**EXERCISE TASKS**.
1. Answer these from the September 11th blog post:
(a) Which wedding anniversary do the brother and sister-in-law mark on this date?
(b) Between which two dates did Bernadette live?
(c) What ladder company was Dennis McHugh part of?
2. Reproduce the stretch of the September 11th blog post from "September 11th *updated*" through "Sept. 11th blog." word for word.
3. Carry the September 11th blog post forward from its last sentence.

**EXCERPT**.
---
Thursday, September 11, 2008

September 11th *updated*

Seeing as this day holds memories of happiness and sadness and I hope to never forget what happened, it's time for my traditional Sept. 11th blog.



This image while not the best, as I was watching the coverage of Pope Benedict at Ground Zero via the jumbo-trons in Yankee Stadium reminds us how sacred the ground at Ground Zero is. Today holds many memories, happy ones as it's my brother and sister-in-law's ninth anniversary. Smart ass that he is, my brother chose 9-1-1 so everyone would remember it, and it happened to be a Saturday, so they went with it. Little did we know what would happen. There are sad memories from the actual day in 2001 and this year the date stings a bit more.

I remembered that Bernadette would have been 6 months old on Sunday, but it bypassed me that today would be her 6 month anniversary. While Bernadette is not my niece and I know that I will never know the pain that her mother, father, sisters, aunts, uncles, cousins, and grandparents feel, but it still stings. I know Bernadette's family quite well and I did drop most things to go watch my friends' (Bernadette's aunt and uncle) kids so they could be with Bernadette's mom and dad, so I was there in spirit. It just doesn't seem like March was only 6 months ago. Bernadette graced us from March 7th- March 11th, and we are all better for it. Bernadette, her parents and her sister are a great story/image for the pro-life movement. Bernadette was given the gift of life by her parents because they believe that all life is sacred, even those that are supposed to only last a few hours. Bernadette had a condition called anencephaly, so her parents knew from fairly on in the pregnancy what the outcome would be. They never backed down in defending their daughter's right to life, and for that among other things, they fall into the category of "heroes" in my mind and are a great example of the Gospel of Life that JP2 called us to. Bernadette, enjoy your place in Heaven and keep praying for us.

Each year I try to write something about today and it is usually the "where was I on Sept. 11th" blog. This year will be similar, but different as each year we are removed brings something with it.


What I wrote last year via my livejournal...
"I did a google search for the "dennis mchugh run" and found this " Today, LoHud.com carries a special Community View, by Chloe McHugh, the daughter of FDNY member Dennis McHugh, who was killed at the World Trade Center.

Here's a section of Chloe's Community View: "My dad, Dennis McHugh of Ladder 13 was one of the 3,016 people that died on 9/11. My dad was one of those "wake-up and be happy" kind of guys, he never let anything bring him down. He loved to run and go to the library with me but he also liked to work. In the six years that he has been dead there have been a lot of changes in not only my life, but in everyone's lives. If you take a good look around you can see all the changes that have happened. Do you see what the firefighters, policemen,and policewomen have done to change this country? My dad was one of the many people who ran in at the last moment to get as many people as possible out of the falling buildings.""

Rest in peace Dennis, you have touched and saved many lives.
---
**Records excerpted from a collection**.
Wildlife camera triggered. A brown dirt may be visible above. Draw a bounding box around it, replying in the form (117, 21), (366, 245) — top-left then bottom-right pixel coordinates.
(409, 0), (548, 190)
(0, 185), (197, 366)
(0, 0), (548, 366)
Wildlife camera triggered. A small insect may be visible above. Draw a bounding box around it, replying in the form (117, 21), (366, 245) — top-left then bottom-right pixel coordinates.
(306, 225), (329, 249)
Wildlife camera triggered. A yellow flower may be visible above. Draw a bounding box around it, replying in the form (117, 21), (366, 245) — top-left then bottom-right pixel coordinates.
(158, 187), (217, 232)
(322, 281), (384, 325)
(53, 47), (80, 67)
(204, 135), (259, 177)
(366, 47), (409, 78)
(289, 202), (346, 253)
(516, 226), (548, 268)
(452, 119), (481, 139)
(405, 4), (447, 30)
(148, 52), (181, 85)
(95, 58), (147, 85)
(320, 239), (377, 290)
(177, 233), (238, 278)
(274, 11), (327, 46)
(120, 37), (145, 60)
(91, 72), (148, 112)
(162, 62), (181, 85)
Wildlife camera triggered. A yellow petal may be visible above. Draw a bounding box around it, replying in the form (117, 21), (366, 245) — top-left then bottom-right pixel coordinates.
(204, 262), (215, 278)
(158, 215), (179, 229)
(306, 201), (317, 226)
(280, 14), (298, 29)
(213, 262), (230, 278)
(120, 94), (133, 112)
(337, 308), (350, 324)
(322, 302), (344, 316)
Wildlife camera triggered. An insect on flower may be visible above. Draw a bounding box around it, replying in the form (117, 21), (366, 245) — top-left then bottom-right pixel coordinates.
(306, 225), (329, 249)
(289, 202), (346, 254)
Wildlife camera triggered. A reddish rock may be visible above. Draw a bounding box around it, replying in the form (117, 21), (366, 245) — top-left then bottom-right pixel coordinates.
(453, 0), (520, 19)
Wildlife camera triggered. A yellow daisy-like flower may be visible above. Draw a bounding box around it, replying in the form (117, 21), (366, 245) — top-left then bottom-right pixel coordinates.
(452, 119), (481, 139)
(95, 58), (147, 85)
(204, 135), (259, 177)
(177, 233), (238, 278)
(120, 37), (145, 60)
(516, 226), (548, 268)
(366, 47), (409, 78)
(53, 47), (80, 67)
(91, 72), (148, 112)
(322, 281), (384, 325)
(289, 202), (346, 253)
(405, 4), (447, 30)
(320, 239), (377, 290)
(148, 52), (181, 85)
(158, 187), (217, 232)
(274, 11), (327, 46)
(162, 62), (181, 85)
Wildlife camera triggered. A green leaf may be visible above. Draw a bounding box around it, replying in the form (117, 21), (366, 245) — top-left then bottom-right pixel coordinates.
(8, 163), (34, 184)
---
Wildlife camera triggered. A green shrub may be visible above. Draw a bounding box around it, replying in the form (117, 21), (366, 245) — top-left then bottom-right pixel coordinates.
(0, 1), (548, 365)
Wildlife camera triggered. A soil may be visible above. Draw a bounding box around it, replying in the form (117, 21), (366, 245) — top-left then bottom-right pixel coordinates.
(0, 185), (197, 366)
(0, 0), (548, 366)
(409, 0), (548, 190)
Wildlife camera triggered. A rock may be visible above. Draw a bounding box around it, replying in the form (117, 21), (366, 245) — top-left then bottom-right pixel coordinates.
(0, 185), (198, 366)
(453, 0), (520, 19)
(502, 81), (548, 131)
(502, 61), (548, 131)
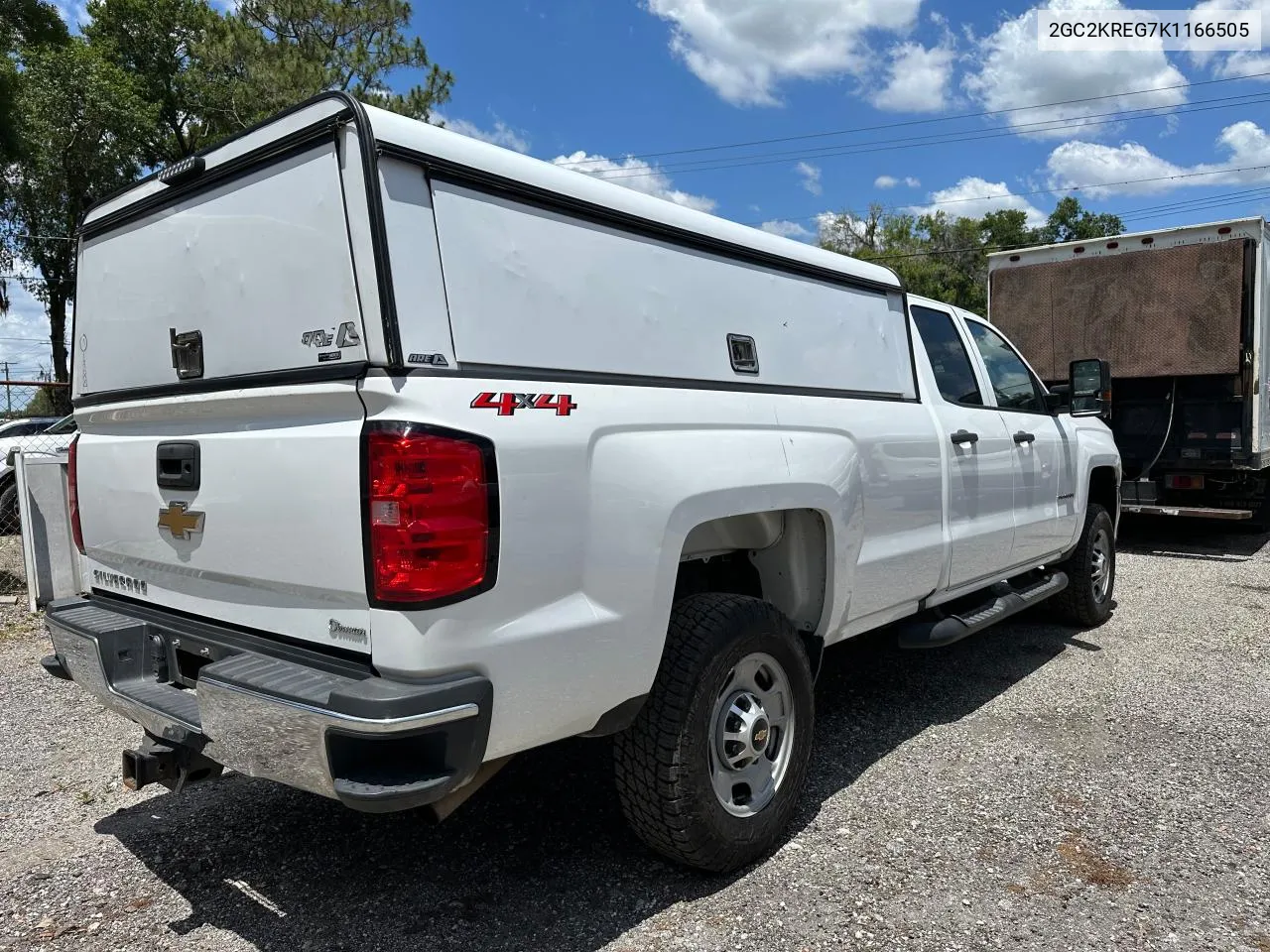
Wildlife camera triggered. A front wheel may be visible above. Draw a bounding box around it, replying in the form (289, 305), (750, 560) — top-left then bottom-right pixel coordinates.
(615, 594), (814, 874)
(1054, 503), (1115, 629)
---
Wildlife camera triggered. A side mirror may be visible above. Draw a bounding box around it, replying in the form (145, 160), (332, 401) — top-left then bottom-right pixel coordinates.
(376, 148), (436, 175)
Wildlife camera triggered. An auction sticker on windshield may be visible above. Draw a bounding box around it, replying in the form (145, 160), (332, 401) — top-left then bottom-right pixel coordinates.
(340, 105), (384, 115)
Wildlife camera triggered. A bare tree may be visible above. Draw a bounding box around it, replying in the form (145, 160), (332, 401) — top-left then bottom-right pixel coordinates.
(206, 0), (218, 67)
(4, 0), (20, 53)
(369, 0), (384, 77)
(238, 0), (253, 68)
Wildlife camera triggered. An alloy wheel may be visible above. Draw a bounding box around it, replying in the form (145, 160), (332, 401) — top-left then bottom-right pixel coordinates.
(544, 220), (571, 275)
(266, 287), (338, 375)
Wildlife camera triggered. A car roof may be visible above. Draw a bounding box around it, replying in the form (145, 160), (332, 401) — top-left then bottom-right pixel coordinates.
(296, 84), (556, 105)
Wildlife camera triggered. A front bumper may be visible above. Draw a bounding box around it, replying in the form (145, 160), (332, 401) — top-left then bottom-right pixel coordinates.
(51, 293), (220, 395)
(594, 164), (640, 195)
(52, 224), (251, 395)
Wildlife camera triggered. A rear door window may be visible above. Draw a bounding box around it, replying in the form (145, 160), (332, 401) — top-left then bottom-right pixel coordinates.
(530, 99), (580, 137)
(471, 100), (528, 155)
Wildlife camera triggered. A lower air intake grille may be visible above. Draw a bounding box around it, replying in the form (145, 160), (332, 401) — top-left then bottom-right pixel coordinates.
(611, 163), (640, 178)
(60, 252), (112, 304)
---
**RESPONSE LIST**.
1.
(a) Their ninth anniversary.
(b) From March 7th to March 11th.
(c) Ladder 13.

2.
September 11th *updated*

Seeing as this day holds memories of happiness and sadness and I hope to never forget what happened, it's time for my traditional Sept. 11th blog.

3.
Every year my family goes in to "the City" for the St. Patrick's Day Parade, and I think they started the 343 flags the St. Patrick's right after the attacks, but I'm not a hundred percent sure. I remember being at the parade and watching the flags appear up on 5th Ave. when these flags pass by is the only time the crowd is ever quiet. It is an amazing site that pictures do not give or do justice. 343 brave men and women ran into those buildings are they were falling. The man mentioned above was one of those 343 taken from the FDNY, and while I may never have known him personally, our families knew each other. Dennis' father and my father either worked on the NYC buses together or are from the same county/section of Ireland or it could be both. Dennis' wake sits in my memory as something unsual, yet profound at the same time. The outpouring of love shown at that wake was unreal. I remember the line to get in wrapped around the parking lot a few times and we were early. In front of us on/in the line was a volunteer firefighter from Rockland County. I remember this because of his actions inside the funeral home and our conversation outside. We walked into the funeral home and what struck me besides the fact that there was no body, but a huge picture of Dennis in his dress FDNY uniform, were the flowers that said "Daddy you will always be our hero" and the firefighter in front of me, giving a full salute to Dennis' picture, it was the classic full attention, back straight, heels together, hat on head salute. To watch this man who might have been from the same area of Rockland County as Dennis stop and salute his fallen brother as he called him moved me to tears.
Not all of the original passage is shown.